» WORK TO COMPLETE
Each entry below is to be transcribed exactly.

* begin DATASET ROWS *

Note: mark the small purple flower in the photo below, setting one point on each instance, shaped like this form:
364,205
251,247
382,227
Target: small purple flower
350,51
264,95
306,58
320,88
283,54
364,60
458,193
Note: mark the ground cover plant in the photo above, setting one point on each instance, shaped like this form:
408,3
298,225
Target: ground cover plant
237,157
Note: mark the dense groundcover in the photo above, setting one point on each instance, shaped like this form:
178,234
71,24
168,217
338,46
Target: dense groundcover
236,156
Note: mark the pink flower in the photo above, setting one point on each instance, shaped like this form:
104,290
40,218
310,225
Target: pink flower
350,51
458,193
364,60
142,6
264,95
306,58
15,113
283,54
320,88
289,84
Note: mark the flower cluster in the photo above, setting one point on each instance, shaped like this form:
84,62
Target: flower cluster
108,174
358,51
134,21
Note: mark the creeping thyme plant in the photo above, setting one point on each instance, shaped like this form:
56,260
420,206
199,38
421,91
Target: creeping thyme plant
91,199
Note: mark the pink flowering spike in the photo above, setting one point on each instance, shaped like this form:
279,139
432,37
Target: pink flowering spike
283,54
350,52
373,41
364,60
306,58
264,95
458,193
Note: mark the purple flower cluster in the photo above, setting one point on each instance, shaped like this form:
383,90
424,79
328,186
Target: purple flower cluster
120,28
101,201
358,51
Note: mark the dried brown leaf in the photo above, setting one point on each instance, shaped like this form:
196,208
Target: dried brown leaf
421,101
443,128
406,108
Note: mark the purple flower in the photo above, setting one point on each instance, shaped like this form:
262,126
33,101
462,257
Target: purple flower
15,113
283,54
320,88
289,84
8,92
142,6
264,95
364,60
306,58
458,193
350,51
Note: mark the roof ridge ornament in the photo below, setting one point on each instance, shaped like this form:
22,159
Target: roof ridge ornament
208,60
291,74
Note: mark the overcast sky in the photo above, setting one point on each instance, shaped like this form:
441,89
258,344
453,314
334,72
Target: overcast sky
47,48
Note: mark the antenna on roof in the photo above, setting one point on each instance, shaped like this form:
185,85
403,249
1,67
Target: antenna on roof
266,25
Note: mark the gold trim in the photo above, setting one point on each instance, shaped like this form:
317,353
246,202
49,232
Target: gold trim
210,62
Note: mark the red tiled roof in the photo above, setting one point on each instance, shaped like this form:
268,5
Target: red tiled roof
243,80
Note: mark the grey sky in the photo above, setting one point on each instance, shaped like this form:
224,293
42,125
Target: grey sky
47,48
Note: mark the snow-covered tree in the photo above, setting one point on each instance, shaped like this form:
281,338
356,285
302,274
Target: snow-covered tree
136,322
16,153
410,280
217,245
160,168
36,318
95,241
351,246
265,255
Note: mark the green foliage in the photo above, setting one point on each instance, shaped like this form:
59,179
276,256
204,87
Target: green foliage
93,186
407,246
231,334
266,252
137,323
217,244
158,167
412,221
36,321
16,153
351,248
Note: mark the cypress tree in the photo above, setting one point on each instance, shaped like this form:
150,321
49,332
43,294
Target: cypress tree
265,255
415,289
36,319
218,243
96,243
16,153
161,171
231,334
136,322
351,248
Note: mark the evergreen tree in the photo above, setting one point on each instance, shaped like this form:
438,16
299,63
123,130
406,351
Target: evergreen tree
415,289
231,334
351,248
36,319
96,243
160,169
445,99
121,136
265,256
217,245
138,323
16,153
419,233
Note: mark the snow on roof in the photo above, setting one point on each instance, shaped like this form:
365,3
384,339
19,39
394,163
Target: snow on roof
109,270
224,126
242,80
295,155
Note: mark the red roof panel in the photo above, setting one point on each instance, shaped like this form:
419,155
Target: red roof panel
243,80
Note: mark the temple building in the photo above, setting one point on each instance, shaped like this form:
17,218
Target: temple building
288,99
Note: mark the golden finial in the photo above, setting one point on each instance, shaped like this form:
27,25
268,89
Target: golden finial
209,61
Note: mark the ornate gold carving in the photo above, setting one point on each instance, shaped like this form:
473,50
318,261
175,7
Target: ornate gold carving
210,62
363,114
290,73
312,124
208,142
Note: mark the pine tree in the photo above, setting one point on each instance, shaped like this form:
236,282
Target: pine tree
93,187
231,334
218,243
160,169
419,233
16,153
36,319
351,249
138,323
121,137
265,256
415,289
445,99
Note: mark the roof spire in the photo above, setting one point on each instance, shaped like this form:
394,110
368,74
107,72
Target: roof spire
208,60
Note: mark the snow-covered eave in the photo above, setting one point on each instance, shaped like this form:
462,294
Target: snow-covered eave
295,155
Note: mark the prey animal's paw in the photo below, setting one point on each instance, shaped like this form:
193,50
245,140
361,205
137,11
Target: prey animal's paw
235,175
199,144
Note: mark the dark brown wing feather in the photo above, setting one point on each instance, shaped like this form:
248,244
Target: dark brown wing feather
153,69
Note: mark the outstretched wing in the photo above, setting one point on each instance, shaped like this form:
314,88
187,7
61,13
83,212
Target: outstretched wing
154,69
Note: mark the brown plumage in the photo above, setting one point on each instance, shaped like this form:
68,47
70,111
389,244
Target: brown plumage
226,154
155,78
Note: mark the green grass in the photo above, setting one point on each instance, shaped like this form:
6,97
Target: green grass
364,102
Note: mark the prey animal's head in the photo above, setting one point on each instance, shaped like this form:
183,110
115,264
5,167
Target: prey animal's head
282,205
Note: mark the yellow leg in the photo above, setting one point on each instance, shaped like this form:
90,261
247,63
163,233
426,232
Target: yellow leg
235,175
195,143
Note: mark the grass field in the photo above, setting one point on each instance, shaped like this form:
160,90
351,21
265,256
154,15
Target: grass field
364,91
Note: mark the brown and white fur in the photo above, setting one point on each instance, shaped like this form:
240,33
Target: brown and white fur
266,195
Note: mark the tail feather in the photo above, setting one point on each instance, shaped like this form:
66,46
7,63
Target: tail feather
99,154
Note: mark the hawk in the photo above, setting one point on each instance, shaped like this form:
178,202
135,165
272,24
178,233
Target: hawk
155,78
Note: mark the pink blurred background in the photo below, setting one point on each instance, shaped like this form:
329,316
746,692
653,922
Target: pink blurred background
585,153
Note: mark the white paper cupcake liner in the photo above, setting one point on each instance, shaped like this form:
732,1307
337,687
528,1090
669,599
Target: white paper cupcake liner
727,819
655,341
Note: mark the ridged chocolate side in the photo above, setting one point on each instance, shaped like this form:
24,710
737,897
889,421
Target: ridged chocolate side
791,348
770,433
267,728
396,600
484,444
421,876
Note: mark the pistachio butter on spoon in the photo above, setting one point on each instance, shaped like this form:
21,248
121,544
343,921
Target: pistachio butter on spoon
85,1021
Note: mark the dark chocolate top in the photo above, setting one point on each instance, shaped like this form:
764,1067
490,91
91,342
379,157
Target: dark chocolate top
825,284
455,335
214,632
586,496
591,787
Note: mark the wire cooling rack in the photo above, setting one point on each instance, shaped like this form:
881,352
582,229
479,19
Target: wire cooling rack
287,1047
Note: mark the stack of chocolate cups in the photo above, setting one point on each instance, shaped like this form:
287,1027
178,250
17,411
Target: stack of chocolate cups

* end DATASET ROWS *

» TASK OUTPUT
Note: mark the small purple flower in the photo below, setting one point on each instance, shaped like this form:
364,205
251,247
382,227
Target: small purple flower
350,51
264,95
306,58
320,88
283,54
364,60
458,193
Note: mark the ground cover plant in the photo above, setting one point on each instance, shaped like this form:
408,3
298,225
Target: ground cover plant
237,157
Note: mark the dense groundcover in the photo above, setting one point on each instance, shaped like this form:
178,234
71,24
168,217
338,46
Target: dense groundcover
236,156
Note: mark the pink flower in the photo above, setting one point on each instance, shaped like this form:
104,290
40,218
310,225
Target: pink flower
350,51
458,193
364,60
142,6
264,95
306,58
15,113
283,54
320,88
289,84
Note: mark the flower cluster in the photo above, setting one point on each instance, shaped like this form:
84,62
Target: flower cluster
108,174
358,51
134,21
Note: mark the creeping thyme plant in the photo above, setting one point on each instance, shaped like this form:
56,260
420,206
199,38
421,91
Target: creeping thyme plant
91,199
Note: mark the pink flowering spike in the photo above, setting one point on each instance, shaped like this form:
279,139
432,37
Target: pink flowering spike
283,54
350,52
373,41
364,60
306,58
264,95
458,193
Note: mark the purple flower cluster in the photo above, setting one point on each instance, shaped like this form:
383,90
424,79
328,186
Target: purple flower cluster
120,28
101,201
358,51
Note: mark the dried brown leaf in the photo above, setting one point on each instance, shaped like this form:
196,208
Target: dried brown leaf
421,101
443,128
406,108
Note: mark the purple flower in the photo above, setting one point on each instance, shaped like this form:
262,126
33,101
462,257
Target: purple flower
15,113
283,54
320,88
289,84
8,92
142,6
264,95
364,60
306,58
458,193
350,51
Note: mark the roof ridge ornament in the photo below, setting one point on each instance, shaped like this form:
22,159
Target: roof ridge ornament
208,60
291,74
Note: mark the overcast sky in the photo above, setting one point on each instance, shaped like this form:
441,89
258,344
453,314
334,72
Target: overcast sky
47,48
Note: mark the antenna on roof in the photo above, setting one point on each instance, shaped like this form:
185,85
403,249
1,67
Target: antenna on roof
266,25
Note: mark the gold trim in the photo above, setting one point on each instance, shaped like this form:
317,353
246,202
49,232
Target: gold trim
210,62
Note: mark the red tiled roof in the photo above, setting one point on each instance, shaped like this form:
268,5
Target: red tiled roof
243,80
Note: mark the grey sky in the photo above, setting one point on each instance, shaped like this form:
224,293
42,125
Target: grey sky
47,48
Note: mark the snow-covered tree in the photo above, setting one point on each instance, shaped like this form:
281,338
356,285
302,274
Target: snow-covered tree
136,322
16,153
410,280
217,245
160,168
36,318
95,241
351,246
265,255
Note: mark the green foliage in the photo above, setting one point on each instance, shaped like this form:
59,179
276,256
204,87
Target: green foliage
93,186
407,246
231,334
266,252
137,323
217,244
158,167
412,221
36,321
16,153
351,248
Note: mark the cypress tree in the photo above, setting one point on each instance, shaped like this form:
150,321
49,332
43,294
Target: cypress tree
265,255
415,289
36,319
218,243
96,243
16,153
161,171
231,334
136,322
351,248
Note: mark the evergreen tree in the photo above, setting one point on each instance, shaped like this form:
438,16
299,63
123,130
406,351
Target: evergreen tree
415,289
231,334
351,248
36,319
96,243
160,169
445,99
121,136
265,256
217,245
138,323
16,153
419,233
Note: mark the snow on roof in the photo above, setting one point on each instance, shaped like this form:
365,3
384,339
19,39
394,163
Target: snow on roof
109,270
224,126
242,80
295,155
Note: mark the red roof panel in the photo above, setting one point on each instance, shaped like this form:
419,155
Target: red roof panel
243,80
Note: mark the temple building in the photo above, setting one point on each instance, shaped like this form:
17,218
Target: temple building
288,99
Note: mark the golden finial in the photo above, setting one point on each instance, shaped like this form:
27,25
268,89
Target: golden finial
209,61
Note: mark the ornate gold carving in the photo above, setting one point on each instance, shaped like this form:
473,50
318,261
175,7
Target: ornate gold carving
210,62
363,114
290,73
312,124
208,142
Note: mark the pine tree in the photo above, setting one point on each instance, shaped like this form:
236,282
Target: pine tree
93,187
231,334
218,243
160,169
419,233
16,153
36,319
351,249
138,323
121,137
265,256
415,289
445,99
Note: mark the roof spire in the photo above, setting one point on each instance, shaped like this form:
394,110
368,74
107,72
Target: roof spire
208,60
Note: mark the snow-covered eave in the photo above, setting one point on each instance, shaped like this form:
462,294
Target: snow-covered eave
295,155
Note: mark the prey animal's paw in the photo below, setting one point on each instance, shaped like this form:
193,50
245,140
361,205
137,11
Target: prey animal's paw
235,175
199,144
Note: mark the dark brown wing feather in the photo above, setting one point on each instance, shaped like this form:
248,244
Target: dark brown wing feather
153,69
Note: mark the outstretched wing in the photo above, setting one point on each instance, shaped like this form:
314,88
187,7
61,13
83,212
Target: outstretched wing
154,69
Note: mark the brown plumage in the photo above, setting one point on each instance, shaped like this form:
68,47
70,111
389,244
Target: brown plumage
226,154
155,78
Note: mark the green grass in the photo above, setting one point on each instance, shaped like this form:
6,97
Target: green grass
364,102
Note: mark the prey animal's head in the photo above, setting one point on each instance, shaped like this form:
183,110
115,264
5,167
Target: prey animal's head
282,205
Note: mark the yellow leg in the photo above, setting one point on each instance, shaped like this form:
90,261
247,63
163,233
426,232
Target: yellow leg
235,175
195,143
Note: mark the grass field in the photo above, setting one point on each instance, shaped like this form:
160,90
351,21
265,256
154,15
Target: grass field
364,91
Note: mark the brown and white fur in the photo above, setting one point on each instance, shaped like this form:
240,33
Target: brown and white fur
266,195
Note: mark the tail feather in the photo above, setting one point on each instance, shaped like this form:
66,46
7,63
Target: tail feather
99,154
Note: mark the hawk in the photo above, setting one point on each instance, shaped like this form:
178,202
135,165
272,24
178,233
Target: hawk
155,78
Note: mark the pink blurred background in the photo below, setting one point on each instance, shaped like this form:
329,316
746,692
653,922
Target: pink blurred background
585,153
Note: mark the white paper cupcake liner in the photo above, setting one point on each instance, shaped like this form:
732,1307
337,687
528,1090
669,599
Target: white paper cupcake liner
727,819
655,341
Note: mark the ridged chocolate side in the photo above, setting one point on each instance, shaped like this form:
24,710
737,897
889,421
Target: ridged chocolate side
791,348
770,433
267,728
396,600
484,444
421,876
Note: mark the pistachio butter on spoon in the photo above, setting one point on each instance, shaped like this form:
21,248
121,544
343,921
Target: pistachio butter on spoon
85,1021
Note: mark the dark chocolate top in the photo above, setting one point on each instance, shaped like this form:
764,1067
490,91
91,342
379,157
Target: dark chocolate top
825,284
455,335
214,632
586,496
591,787
Note: mark the wire cooling rack in the photo above, setting one point on each instance, shaped like this form:
881,352
582,229
479,19
Target: wire cooling rack
287,1047
Note: mark the stack of chocolate cups in the photo above, setting one point on each instance, shaped like this form:
287,1027
178,250
17,411
Target: stack of chocolate cups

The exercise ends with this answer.